### Filas del conjunto de datos
····················

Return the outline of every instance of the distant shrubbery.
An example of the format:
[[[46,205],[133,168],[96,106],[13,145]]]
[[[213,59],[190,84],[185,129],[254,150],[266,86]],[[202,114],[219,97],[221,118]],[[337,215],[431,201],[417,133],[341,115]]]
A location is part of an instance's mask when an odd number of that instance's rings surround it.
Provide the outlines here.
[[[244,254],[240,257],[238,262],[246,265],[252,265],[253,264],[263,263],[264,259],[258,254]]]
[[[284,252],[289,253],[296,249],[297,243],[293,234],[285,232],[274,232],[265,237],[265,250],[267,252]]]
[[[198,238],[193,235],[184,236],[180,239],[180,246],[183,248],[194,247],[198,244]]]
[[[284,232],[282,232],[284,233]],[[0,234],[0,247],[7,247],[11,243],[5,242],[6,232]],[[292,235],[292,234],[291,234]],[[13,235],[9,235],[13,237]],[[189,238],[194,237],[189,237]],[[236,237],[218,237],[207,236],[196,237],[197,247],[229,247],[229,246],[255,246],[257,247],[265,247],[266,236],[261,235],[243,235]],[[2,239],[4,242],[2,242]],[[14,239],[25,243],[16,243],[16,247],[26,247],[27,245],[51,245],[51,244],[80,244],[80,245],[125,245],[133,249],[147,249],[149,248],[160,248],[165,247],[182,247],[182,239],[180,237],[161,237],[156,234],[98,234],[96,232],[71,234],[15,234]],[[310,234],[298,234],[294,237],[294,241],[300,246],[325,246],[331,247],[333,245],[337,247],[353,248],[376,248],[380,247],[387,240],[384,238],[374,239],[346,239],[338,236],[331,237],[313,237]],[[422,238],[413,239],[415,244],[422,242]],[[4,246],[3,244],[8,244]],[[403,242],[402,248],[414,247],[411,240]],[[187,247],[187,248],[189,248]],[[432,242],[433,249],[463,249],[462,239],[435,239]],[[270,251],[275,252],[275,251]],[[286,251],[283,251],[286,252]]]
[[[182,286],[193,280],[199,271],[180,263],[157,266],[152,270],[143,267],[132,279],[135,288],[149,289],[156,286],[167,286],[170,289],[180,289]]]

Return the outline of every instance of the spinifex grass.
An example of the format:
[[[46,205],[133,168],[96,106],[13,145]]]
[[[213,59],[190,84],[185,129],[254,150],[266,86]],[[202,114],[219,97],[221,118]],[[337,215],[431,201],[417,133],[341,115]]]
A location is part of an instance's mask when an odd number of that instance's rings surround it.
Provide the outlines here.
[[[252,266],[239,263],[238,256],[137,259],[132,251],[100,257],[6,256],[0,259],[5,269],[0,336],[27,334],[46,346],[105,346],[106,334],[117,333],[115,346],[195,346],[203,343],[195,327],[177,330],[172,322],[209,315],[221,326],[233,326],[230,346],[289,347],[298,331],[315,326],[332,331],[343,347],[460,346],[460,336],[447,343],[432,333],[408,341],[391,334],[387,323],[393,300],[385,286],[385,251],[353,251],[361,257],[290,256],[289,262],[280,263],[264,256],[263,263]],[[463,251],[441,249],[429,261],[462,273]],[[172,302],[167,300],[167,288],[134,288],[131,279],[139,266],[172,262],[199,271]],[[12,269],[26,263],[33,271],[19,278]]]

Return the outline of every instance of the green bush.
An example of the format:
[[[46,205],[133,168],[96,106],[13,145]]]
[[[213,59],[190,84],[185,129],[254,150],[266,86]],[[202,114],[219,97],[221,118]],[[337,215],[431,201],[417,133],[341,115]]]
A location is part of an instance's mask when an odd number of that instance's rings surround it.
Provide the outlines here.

····················

### OBJETIVO
Convierte en una lista numerada las líneas que van desde la que contiene "Return the outline of every instance of the green" hasta el final de las filas, ambos extremos incluidos. Omite las líneas en blanco.

### SOLUCIÓN
1. Return the outline of every instance of the green bush.
2. An example of the format:
3. [[[46,205],[133,168],[96,106],[13,145]]]
4. [[[213,59],[190,84],[185,129],[254,150],[266,86]],[[202,114],[219,97],[221,118]],[[337,215],[431,201],[417,133],[341,115]]]
5. A location is part of an instance's mask when an odd number of that instance's rings surround it.
6. Provide the outlines here.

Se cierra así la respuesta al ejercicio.